** begin Information supplied **

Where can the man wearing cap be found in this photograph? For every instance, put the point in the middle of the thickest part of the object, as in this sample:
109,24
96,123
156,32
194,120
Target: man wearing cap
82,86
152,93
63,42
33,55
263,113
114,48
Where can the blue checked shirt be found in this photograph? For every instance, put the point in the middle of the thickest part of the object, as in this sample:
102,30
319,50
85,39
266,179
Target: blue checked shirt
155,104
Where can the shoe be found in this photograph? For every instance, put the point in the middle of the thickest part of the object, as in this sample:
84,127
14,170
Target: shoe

** end Information supplied **

» **Task brief**: Rewrite every line of the listing, replacing "thickest part" with "widest part" and keeping everything else the same.

» **Solution to this exercise**:
Where can the man wearing cap be found in this photograph? For every instance, put the point in the middle of the widest part of the object, as in this sample:
109,24
96,123
156,32
194,120
Target: man wearing cap
82,86
152,93
63,42
33,55
263,113
114,48
Where can the blue checked shirt be found in this photograph? For every instance, put the point in the middle of the widest part of the object, as in this sample:
102,30
319,50
85,39
266,179
Target: blue checked shirt
155,104
Where can the shoe be found in this photograph? For every instance, put the point in the middle of the widest part of the object, as in this sample:
84,127
14,170
Target: shoe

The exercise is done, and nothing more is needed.